> Task objective
Could you repeat everything in the material from the line containing "Using the labeling tool, outline every dark" down to the line containing "[326, 216, 382, 260]", replacing "labeling tool" with "annotation tool" and leaving the rest unchanged?

> Dataset rows
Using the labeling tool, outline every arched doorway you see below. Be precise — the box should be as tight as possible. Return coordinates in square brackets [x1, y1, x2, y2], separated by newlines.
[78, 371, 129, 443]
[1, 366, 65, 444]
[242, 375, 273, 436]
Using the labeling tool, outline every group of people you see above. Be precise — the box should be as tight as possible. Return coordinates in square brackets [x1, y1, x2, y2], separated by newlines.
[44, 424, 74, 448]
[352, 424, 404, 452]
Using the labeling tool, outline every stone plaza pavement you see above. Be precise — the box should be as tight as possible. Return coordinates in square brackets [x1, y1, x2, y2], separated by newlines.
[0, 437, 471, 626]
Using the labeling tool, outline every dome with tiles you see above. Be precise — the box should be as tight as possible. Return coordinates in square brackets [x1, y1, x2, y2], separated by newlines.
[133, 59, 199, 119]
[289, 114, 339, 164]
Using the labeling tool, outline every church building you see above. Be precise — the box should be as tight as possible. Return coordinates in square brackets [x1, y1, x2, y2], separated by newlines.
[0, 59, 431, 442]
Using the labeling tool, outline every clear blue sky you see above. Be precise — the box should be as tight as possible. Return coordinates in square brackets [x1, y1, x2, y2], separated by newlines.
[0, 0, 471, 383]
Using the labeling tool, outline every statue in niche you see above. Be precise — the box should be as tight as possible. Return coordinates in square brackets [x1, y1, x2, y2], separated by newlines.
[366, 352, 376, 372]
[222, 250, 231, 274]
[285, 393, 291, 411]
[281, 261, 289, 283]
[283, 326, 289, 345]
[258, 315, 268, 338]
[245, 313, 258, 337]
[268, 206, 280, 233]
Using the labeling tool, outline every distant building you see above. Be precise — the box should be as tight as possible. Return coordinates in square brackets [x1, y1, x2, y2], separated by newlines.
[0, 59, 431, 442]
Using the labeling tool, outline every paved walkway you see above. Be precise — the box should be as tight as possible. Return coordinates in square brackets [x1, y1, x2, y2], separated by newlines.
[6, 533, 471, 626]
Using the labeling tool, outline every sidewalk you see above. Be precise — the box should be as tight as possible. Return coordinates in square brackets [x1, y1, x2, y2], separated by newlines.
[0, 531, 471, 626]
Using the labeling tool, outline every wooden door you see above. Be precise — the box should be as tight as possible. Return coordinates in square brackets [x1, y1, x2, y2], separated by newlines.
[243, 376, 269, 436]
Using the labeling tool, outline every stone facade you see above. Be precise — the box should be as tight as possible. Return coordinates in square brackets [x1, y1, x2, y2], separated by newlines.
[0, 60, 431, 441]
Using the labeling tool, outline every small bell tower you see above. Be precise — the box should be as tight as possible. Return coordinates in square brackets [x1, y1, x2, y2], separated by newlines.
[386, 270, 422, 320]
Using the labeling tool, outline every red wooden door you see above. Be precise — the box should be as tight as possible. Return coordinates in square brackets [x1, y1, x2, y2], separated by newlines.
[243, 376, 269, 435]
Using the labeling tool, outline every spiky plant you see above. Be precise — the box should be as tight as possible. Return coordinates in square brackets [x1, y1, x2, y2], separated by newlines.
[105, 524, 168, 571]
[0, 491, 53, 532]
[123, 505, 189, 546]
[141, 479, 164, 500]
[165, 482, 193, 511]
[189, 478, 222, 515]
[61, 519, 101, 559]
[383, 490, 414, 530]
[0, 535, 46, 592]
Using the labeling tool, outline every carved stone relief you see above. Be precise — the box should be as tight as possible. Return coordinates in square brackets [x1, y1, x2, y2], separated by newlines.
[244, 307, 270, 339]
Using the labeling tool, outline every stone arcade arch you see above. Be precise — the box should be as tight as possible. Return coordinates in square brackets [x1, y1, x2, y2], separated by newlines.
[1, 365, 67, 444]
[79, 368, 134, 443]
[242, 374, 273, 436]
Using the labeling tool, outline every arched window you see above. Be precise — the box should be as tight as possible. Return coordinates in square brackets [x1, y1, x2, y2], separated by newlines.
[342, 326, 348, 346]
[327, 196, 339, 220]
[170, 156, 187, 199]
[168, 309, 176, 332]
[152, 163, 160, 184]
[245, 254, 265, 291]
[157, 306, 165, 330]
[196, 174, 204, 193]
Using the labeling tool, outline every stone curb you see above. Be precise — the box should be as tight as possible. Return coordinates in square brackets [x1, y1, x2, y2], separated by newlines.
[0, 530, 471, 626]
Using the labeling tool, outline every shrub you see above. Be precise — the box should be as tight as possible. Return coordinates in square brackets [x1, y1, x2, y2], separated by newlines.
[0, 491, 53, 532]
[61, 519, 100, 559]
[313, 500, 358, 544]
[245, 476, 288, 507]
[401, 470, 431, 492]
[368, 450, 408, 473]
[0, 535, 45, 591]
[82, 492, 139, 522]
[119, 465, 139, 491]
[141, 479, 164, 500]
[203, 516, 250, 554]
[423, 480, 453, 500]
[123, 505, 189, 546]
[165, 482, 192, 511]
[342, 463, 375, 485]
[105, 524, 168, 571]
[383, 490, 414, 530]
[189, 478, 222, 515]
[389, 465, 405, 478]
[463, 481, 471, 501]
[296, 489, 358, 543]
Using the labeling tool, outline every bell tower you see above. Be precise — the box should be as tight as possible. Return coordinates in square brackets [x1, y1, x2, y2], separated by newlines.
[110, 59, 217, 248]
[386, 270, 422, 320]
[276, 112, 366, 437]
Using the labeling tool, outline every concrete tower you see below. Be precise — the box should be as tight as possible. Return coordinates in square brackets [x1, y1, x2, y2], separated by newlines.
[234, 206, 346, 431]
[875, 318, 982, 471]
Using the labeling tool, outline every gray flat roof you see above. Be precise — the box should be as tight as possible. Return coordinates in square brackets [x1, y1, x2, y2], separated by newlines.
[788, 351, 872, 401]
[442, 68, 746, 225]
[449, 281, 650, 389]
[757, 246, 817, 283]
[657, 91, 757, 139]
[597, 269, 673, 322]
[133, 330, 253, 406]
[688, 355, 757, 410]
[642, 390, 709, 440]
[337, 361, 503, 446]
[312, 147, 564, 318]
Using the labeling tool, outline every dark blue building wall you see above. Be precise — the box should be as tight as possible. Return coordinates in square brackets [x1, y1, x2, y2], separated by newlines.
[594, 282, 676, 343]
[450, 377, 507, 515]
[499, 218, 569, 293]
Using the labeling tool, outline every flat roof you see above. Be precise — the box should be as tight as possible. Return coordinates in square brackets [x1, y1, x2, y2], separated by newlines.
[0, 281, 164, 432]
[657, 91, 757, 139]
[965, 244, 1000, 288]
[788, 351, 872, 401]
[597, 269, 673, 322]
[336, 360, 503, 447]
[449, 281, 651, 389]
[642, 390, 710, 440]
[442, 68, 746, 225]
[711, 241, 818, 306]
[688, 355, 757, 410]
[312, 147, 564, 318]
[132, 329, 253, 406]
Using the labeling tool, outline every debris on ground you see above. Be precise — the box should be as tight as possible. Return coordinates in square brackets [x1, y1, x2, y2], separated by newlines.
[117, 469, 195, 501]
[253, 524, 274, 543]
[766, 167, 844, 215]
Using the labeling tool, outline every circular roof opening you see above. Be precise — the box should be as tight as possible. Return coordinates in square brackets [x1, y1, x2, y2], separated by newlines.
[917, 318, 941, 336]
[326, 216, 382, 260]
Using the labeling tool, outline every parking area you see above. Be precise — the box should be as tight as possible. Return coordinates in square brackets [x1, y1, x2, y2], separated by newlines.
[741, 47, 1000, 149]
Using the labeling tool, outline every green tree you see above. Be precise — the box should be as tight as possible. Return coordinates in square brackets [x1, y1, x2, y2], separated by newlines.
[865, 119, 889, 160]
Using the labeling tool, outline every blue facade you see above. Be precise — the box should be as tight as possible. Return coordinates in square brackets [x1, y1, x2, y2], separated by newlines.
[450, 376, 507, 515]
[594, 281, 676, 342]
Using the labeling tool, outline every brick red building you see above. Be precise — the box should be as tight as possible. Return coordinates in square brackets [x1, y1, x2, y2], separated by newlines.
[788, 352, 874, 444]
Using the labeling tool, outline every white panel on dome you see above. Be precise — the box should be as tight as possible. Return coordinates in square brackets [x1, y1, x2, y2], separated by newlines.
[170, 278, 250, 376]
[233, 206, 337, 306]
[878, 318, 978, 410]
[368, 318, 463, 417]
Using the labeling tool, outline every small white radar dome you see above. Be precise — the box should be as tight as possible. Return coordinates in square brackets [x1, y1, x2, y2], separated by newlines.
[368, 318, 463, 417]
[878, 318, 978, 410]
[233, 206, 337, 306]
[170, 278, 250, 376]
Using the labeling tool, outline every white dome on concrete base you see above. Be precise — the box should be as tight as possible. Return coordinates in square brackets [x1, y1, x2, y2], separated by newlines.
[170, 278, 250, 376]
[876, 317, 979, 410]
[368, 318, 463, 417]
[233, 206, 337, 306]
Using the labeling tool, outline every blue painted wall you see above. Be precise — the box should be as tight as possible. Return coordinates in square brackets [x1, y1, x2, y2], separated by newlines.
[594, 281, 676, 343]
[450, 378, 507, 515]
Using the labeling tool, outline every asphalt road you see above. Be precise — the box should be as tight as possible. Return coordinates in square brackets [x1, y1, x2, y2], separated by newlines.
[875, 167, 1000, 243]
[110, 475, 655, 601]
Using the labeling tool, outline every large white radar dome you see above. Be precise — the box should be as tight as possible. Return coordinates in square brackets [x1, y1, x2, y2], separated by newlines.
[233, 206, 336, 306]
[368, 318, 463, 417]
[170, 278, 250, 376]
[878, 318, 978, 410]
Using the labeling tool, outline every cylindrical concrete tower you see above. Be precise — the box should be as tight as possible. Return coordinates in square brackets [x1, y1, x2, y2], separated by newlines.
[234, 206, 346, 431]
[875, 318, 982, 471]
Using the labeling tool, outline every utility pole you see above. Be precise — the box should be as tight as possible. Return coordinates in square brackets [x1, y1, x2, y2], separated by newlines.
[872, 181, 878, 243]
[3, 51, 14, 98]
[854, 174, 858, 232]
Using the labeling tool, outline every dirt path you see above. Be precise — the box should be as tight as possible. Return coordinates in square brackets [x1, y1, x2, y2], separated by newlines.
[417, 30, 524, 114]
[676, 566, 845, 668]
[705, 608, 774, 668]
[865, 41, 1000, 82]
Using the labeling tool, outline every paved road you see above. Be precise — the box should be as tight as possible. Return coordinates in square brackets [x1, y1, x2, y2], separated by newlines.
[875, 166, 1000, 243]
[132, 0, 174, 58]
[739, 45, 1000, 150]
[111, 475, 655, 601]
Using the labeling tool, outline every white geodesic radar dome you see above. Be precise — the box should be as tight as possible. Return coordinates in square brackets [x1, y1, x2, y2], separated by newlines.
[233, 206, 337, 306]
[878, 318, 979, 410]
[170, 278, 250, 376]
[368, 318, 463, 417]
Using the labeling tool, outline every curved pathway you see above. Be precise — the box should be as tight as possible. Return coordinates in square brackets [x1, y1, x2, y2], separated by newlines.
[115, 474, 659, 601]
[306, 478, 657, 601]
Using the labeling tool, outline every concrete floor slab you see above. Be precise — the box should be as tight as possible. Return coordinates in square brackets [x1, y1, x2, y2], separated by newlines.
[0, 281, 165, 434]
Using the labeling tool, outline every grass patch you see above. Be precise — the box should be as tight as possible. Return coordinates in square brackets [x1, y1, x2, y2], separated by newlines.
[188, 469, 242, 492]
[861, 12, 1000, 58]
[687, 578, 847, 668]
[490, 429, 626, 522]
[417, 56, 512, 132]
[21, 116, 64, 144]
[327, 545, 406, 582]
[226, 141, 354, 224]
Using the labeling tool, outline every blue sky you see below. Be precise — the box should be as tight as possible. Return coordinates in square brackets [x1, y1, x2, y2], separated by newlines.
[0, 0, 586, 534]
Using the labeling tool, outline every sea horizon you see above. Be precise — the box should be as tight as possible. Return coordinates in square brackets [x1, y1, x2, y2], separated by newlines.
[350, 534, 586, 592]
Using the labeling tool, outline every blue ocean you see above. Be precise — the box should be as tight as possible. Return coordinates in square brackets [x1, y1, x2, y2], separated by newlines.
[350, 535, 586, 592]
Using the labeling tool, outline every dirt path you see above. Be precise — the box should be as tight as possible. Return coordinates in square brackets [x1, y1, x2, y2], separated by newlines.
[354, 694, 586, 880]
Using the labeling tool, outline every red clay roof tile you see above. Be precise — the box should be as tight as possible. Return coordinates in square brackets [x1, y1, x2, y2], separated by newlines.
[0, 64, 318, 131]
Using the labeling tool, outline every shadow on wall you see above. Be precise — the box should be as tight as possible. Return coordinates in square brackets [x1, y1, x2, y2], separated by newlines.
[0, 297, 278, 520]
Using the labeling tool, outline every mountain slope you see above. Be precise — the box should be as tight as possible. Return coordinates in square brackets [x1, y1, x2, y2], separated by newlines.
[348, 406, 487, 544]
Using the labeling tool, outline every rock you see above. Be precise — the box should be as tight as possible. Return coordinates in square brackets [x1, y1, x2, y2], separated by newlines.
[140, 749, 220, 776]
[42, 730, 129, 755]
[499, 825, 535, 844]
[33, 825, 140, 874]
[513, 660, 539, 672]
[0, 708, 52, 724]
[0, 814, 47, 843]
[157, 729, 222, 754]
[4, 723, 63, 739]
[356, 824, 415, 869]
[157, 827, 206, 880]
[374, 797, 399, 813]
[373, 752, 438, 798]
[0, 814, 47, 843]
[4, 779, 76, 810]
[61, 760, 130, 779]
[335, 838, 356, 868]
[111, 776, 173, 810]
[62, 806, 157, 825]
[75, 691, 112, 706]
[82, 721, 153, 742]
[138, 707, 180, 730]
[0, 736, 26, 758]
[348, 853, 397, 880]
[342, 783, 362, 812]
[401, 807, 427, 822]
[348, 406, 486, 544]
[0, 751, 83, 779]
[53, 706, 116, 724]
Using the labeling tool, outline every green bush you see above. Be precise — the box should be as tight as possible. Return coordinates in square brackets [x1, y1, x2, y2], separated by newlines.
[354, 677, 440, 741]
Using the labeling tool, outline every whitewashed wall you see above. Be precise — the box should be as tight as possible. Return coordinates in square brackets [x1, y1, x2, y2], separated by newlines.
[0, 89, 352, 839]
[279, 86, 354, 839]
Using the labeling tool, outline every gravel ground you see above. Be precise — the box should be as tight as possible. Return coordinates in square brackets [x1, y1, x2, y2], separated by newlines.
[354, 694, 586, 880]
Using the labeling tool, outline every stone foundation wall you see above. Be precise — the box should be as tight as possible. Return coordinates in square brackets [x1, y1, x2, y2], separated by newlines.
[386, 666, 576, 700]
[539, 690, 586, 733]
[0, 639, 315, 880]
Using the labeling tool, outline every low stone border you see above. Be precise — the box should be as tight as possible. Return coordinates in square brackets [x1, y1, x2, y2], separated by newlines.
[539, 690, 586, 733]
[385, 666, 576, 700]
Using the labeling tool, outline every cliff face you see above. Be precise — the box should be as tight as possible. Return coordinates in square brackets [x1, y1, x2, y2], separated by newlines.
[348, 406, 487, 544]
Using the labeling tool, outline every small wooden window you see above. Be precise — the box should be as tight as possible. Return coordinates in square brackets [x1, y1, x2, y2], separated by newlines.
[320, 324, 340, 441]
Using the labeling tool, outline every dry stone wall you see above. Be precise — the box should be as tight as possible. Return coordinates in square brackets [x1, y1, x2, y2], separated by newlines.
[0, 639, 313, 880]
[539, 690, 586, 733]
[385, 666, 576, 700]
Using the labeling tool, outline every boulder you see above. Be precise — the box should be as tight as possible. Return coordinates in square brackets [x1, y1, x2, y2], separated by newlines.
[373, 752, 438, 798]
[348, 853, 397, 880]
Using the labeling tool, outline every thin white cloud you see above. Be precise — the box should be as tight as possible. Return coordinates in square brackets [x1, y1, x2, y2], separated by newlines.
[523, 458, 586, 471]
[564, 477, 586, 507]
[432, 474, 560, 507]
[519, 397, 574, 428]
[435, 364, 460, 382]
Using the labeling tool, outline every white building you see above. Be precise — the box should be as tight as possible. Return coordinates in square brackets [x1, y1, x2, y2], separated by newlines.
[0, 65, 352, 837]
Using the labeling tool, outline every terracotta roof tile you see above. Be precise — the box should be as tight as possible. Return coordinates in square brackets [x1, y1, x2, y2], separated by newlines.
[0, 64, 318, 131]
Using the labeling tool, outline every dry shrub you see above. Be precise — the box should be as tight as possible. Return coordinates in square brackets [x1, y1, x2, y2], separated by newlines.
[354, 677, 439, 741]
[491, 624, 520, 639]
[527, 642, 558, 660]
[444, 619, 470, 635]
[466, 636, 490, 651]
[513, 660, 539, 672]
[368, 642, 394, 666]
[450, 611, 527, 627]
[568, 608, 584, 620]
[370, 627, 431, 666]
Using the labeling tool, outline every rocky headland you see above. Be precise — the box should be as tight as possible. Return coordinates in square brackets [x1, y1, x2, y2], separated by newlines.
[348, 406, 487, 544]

> Result of the exercise
Using the annotation tool, outline every dark blue building wall you see above. Be precise — the box should be as tight as possible. Return coordinates in square brackets [x1, y1, x2, y2], separated by newlines.
[594, 282, 676, 343]
[450, 377, 507, 515]
[499, 218, 569, 293]
Using the annotation tool, outline every flat roof you see above. Be precise — the box should be as tight as possible. Return coordinates in square brackets [x1, y1, x2, y2], separated by newlines.
[0, 281, 164, 432]
[657, 91, 757, 139]
[965, 244, 1000, 288]
[788, 351, 872, 401]
[597, 269, 673, 322]
[336, 360, 503, 447]
[449, 281, 651, 389]
[642, 390, 710, 440]
[442, 68, 746, 225]
[711, 241, 818, 306]
[688, 355, 757, 410]
[312, 147, 564, 318]
[132, 329, 253, 406]
Using the annotation tool, outline every debris on ground you see above. Be precise — the box should be as tight as possible. Return coordinates in square brackets [x1, y1, x2, y2], separated by newlines.
[117, 469, 195, 501]
[253, 524, 274, 543]
[766, 167, 844, 215]
Using the annotation tool, outline every circular roof opening you see above. Be precise — the box should be as tight as possible. Return coordinates in square brackets [x1, y1, x2, y2], separated by newlines.
[917, 318, 941, 336]
[326, 216, 382, 260]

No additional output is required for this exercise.